• **Stored records**
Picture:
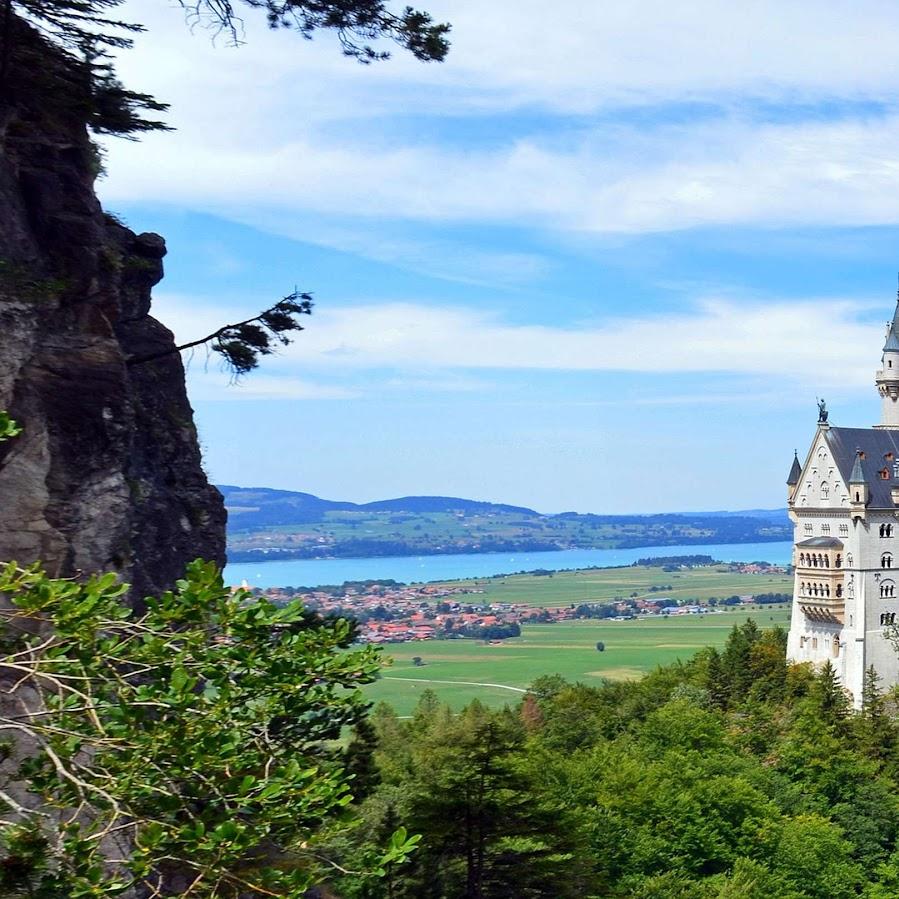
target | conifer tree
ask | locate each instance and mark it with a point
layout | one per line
(832, 702)
(359, 762)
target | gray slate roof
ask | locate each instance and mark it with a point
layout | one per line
(795, 472)
(875, 444)
(893, 334)
(821, 543)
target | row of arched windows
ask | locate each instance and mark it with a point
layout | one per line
(823, 590)
(819, 560)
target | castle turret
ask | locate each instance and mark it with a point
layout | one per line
(887, 379)
(858, 488)
(793, 477)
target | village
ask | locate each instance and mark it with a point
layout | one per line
(400, 613)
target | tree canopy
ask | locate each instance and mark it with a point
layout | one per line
(86, 30)
(188, 750)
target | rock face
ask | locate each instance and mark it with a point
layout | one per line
(107, 474)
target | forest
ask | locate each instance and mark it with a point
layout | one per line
(730, 775)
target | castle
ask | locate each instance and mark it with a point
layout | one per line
(844, 504)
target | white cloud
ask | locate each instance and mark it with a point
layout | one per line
(783, 339)
(723, 173)
(282, 127)
(216, 385)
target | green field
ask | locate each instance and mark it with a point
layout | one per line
(574, 587)
(567, 648)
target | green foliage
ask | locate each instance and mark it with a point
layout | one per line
(8, 428)
(192, 744)
(86, 30)
(731, 776)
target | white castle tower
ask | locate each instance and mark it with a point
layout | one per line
(844, 504)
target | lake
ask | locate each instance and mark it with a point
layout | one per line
(413, 569)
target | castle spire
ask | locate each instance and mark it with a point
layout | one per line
(887, 378)
(795, 471)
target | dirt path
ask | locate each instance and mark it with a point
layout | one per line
(464, 683)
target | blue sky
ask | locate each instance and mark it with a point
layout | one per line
(603, 261)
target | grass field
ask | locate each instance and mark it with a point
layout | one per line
(567, 648)
(601, 585)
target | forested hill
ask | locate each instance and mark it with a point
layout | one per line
(265, 523)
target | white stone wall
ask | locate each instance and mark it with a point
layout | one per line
(861, 636)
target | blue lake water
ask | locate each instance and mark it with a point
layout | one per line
(413, 569)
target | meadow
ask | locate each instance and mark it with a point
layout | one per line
(604, 584)
(499, 673)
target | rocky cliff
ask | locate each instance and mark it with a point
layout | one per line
(107, 474)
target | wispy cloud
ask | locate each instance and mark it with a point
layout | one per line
(313, 133)
(776, 338)
(611, 181)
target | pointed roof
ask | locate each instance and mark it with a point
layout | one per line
(858, 474)
(795, 471)
(892, 342)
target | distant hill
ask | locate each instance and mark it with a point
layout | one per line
(259, 507)
(264, 523)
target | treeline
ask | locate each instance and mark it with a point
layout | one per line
(731, 776)
(690, 561)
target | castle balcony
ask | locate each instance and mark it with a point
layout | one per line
(819, 556)
(820, 579)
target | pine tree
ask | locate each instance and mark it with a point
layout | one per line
(359, 762)
(833, 704)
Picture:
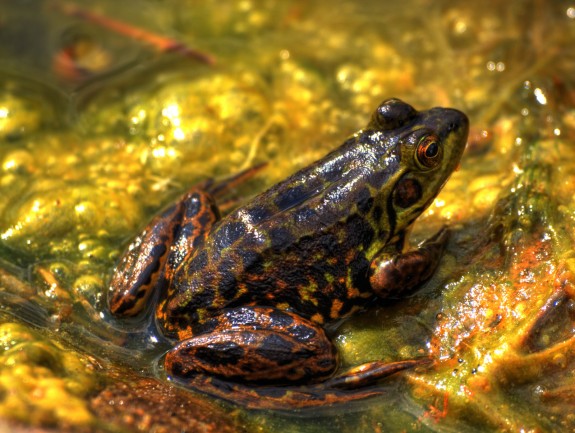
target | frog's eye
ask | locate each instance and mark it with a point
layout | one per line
(429, 151)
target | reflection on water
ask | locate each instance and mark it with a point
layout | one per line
(108, 113)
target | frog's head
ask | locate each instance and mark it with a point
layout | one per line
(429, 146)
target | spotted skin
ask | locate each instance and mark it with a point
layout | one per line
(247, 297)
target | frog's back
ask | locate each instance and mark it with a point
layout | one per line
(301, 243)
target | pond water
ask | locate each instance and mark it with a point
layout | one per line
(110, 111)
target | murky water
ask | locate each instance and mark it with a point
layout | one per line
(109, 112)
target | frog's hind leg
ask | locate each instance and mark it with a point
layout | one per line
(147, 264)
(262, 357)
(150, 260)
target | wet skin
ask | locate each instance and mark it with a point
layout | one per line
(247, 297)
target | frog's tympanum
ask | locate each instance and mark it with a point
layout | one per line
(248, 297)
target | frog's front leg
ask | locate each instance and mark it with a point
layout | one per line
(391, 274)
(258, 345)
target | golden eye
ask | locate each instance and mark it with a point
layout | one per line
(429, 151)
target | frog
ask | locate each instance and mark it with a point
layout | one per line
(249, 299)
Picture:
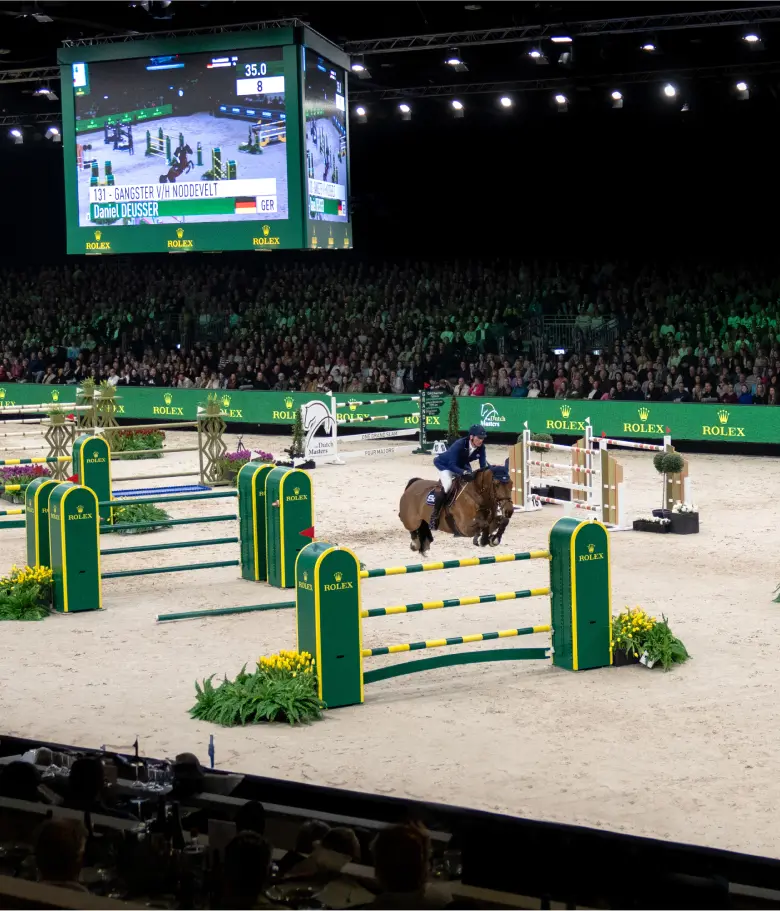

• **Work to do**
Could you retype, unchanged, the part of the rows that opens with the line containing "target | frog's back" and closes with the end of the rows, including both of those ends and leaving the pictures out of your answer?

• **Response for this exercise**
target | frog's back
ask | locate each instance and mark it with a point
layout | one per line
(301, 243)
target | pond water
ask | locate each instance and mark it with a point
layout | one per line
(110, 111)
target | murky water
ask | locate each instance and mark it with a point
layout | one per line
(109, 112)
target | frog's hind leg
ask | locate each instance and mark it with a point
layout | one per line
(147, 264)
(262, 357)
(150, 260)
target | wet skin
ask | locate each instance and mark it with a point
layout | one per line
(247, 297)
target | frog's tympanum
ask | locate each instance and mark it with a point
layout | one per line
(248, 297)
target | frog's front leg
ask | locate each instance and mark it with a point
layout | one per line
(391, 274)
(258, 345)
target | golden eye
ask | locate each instance and mark it with a point
layout | one per line
(429, 151)
target | frog
ask | locate each instance and mark it with a point
layout | one per line
(249, 299)
Picture:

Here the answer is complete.